Your objective:
Your response should be the lines from the one containing "Target: dark window" through the end of the material, copied exactly and with nothing added.

┄┄┄┄┄┄┄┄┄┄

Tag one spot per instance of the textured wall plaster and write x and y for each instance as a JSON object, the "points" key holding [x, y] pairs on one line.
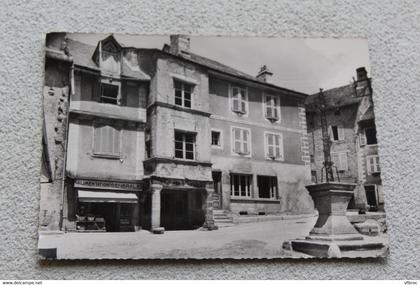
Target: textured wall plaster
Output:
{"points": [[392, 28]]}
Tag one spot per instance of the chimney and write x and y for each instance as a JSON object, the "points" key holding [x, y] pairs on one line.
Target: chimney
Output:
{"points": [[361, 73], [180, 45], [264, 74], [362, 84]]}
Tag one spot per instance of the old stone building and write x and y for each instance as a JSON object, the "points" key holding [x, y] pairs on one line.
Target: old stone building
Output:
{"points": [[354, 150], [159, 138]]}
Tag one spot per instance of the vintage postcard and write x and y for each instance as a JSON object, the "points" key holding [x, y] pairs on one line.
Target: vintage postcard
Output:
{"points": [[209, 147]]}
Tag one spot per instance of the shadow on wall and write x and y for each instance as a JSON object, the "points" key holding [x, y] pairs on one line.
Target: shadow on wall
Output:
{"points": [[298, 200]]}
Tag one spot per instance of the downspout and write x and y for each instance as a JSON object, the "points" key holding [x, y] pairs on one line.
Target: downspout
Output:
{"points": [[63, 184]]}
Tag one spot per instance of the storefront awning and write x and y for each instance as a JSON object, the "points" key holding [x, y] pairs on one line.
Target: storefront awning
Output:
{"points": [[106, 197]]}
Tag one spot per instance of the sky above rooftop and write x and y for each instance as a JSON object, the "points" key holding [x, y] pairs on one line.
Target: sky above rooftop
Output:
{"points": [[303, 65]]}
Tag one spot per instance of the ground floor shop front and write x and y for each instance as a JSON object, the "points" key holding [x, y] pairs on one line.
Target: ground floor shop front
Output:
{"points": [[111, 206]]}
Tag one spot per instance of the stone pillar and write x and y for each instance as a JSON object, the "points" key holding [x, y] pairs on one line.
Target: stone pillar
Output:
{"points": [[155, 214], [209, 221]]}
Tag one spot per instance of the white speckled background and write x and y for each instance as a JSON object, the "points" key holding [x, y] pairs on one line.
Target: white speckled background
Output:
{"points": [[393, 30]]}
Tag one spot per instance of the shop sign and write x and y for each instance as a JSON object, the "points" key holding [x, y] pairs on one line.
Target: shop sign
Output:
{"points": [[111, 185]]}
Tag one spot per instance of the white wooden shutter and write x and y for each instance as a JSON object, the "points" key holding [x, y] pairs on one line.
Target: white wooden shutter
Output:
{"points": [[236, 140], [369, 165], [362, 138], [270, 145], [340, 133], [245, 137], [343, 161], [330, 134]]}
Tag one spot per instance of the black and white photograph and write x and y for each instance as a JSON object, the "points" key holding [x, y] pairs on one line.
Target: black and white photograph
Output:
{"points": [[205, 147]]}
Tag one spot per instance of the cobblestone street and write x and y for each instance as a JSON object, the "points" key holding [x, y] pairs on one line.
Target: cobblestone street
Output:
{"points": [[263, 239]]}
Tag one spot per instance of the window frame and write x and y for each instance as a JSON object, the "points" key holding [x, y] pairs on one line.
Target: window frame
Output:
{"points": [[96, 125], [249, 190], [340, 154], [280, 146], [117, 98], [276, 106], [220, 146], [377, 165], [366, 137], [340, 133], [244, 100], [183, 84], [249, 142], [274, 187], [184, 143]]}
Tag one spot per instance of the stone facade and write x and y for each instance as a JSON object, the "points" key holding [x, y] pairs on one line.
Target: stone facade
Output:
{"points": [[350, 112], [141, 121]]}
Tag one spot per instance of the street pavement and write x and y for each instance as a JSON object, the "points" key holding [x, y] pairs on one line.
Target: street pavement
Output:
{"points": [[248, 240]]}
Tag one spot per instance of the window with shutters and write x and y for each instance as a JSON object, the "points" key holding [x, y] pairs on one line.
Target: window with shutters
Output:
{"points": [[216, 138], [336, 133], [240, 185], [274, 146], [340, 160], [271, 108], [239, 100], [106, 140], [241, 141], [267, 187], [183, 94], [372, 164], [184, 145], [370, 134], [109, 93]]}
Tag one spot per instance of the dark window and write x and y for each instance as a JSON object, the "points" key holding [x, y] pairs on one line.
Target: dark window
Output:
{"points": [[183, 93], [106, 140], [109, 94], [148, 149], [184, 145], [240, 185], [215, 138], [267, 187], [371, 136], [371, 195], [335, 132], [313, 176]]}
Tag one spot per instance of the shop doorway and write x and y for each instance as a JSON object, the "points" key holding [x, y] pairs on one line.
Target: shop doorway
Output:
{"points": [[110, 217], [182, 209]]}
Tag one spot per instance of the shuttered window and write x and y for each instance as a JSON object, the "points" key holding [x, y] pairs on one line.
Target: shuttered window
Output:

┄┄┄┄┄┄┄┄┄┄

Task answer:
Target: dark window
Output:
{"points": [[183, 93], [106, 140], [109, 94], [148, 149], [184, 145], [240, 185], [215, 138], [267, 187], [371, 136], [371, 195], [335, 132], [313, 176]]}
Tag one spot per instance of the shop doorway and write x and y for each instance as a JSON object, the "points" key holding [x, y] pairs on one line.
Target: shop doorway
Output:
{"points": [[110, 217], [182, 209]]}
Tag one spot per instance of the shuttered window and write x and y for each instance as a JSON object, the "points" key holding [x, y] pairs on one line.
Target: shuttered window
Output:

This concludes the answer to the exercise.